§ Aim of the task
Render the items from the line containing "of the large" through the end of the items as a Markdown table with columns Row and Line, one numbered row per line, skipping blank lines.

§ Exercise inputs
========================================

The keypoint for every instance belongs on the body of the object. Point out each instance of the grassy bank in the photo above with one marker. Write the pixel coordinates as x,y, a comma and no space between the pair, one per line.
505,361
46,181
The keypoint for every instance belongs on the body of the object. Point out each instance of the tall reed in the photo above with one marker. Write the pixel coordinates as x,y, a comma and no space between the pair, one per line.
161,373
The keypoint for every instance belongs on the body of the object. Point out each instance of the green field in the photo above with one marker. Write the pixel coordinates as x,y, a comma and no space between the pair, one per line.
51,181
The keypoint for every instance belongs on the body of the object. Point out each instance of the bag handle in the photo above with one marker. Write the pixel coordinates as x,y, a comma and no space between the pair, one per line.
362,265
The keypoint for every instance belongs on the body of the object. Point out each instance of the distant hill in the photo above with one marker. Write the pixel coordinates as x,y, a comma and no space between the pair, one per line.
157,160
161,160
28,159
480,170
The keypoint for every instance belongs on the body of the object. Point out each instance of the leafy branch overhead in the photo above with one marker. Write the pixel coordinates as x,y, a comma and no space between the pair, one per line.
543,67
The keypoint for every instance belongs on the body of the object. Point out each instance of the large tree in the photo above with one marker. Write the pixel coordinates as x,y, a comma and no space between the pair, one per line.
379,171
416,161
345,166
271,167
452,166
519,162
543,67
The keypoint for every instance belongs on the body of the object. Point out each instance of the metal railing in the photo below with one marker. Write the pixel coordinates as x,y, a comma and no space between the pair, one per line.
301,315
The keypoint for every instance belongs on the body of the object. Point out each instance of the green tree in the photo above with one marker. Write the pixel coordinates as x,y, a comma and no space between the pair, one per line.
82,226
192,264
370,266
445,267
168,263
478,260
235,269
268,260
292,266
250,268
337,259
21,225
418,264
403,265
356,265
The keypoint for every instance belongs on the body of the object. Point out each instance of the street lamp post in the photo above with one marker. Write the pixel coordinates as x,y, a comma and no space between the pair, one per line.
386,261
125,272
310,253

========================================

§ Response to this task
| Row | Line |
|---|---|
| 1 | The keypoint for every instance belongs on the body of the object. Point out each instance of the large tree in the photo above with one marker. Write the pixel coordinates as x,y, a comma and no space between the pair, one per line. |
| 2 | 379,171 |
| 3 | 416,161 |
| 4 | 345,166 |
| 5 | 271,167 |
| 6 | 452,166 |
| 7 | 519,162 |
| 8 | 543,67 |
| 9 | The keypoint for every instance belongs on the body of the object. Point out each instance of the metal railing in the photo below with one marker. Write the pixel coordinates as x,y, a comma and no space between the pair, one per line. |
| 10 | 301,315 |
| 11 | The keypoint for every instance belongs on the body of the object. Point out each instance of the green tree in the photo above with one marker. Write the pixel coordinates as x,y, a comma and no space between the pair, one per line. |
| 12 | 82,226 |
| 13 | 192,264 |
| 14 | 370,266 |
| 15 | 445,267 |
| 16 | 168,263 |
| 17 | 478,260 |
| 18 | 235,269 |
| 19 | 268,260 |
| 20 | 292,266 |
| 21 | 250,268 |
| 22 | 337,259 |
| 23 | 21,225 |
| 24 | 418,264 |
| 25 | 403,265 |
| 26 | 356,265 |
| 27 | The keypoint for every instance belongs on the body of the object. Point out each instance of the street lamp post in the photo above with one marker. Write the pixel coordinates as x,y, a comma and no space between the pair, one per line. |
| 28 | 386,261 |
| 29 | 125,272 |
| 30 | 310,253 |